TASK TO COMPLETE
Beginning with the line that has "ok so I need the box for the boulder" in it, transcribe the listing exactly through its final line, and add nothing.

DATASET EXCERPTS
━━━━━━━━━━

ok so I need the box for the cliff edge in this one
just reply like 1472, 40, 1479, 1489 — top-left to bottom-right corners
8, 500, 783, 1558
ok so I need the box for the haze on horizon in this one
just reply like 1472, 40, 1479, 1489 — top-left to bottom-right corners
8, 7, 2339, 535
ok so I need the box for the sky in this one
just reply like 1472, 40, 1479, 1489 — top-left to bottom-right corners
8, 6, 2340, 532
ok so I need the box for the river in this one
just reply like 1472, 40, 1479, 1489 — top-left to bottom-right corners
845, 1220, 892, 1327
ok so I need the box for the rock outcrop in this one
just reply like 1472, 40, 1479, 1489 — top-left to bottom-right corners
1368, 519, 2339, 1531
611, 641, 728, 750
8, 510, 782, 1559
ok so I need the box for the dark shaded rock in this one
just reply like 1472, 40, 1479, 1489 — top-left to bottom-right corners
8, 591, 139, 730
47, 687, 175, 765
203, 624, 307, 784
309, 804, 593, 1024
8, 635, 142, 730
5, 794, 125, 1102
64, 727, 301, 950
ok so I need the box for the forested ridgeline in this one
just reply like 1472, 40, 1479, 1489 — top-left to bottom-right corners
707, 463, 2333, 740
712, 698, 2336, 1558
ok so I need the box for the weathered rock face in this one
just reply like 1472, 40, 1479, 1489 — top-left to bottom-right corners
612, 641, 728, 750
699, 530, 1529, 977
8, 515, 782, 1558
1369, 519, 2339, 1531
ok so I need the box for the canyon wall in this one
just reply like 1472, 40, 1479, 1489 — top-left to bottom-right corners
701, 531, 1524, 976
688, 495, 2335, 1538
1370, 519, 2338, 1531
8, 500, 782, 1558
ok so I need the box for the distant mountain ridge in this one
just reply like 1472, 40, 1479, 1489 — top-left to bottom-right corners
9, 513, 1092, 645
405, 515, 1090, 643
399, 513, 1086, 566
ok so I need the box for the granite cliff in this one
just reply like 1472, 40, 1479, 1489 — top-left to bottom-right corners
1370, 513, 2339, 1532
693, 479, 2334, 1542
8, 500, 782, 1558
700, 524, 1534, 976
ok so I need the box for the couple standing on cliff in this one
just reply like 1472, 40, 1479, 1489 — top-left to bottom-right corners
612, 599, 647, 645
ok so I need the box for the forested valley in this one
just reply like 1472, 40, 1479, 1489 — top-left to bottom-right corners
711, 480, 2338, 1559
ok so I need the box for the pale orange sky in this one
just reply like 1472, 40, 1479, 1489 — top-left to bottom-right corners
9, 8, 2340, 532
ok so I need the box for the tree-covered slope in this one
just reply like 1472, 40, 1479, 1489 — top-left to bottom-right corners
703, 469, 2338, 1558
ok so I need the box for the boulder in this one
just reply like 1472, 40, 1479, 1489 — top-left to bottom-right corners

━━━━━━━━━━

YOUR RESPONSE
ok so I need the box for the boulder in this one
just reply like 1472, 40, 1479, 1489 — top-left to bottom-right corners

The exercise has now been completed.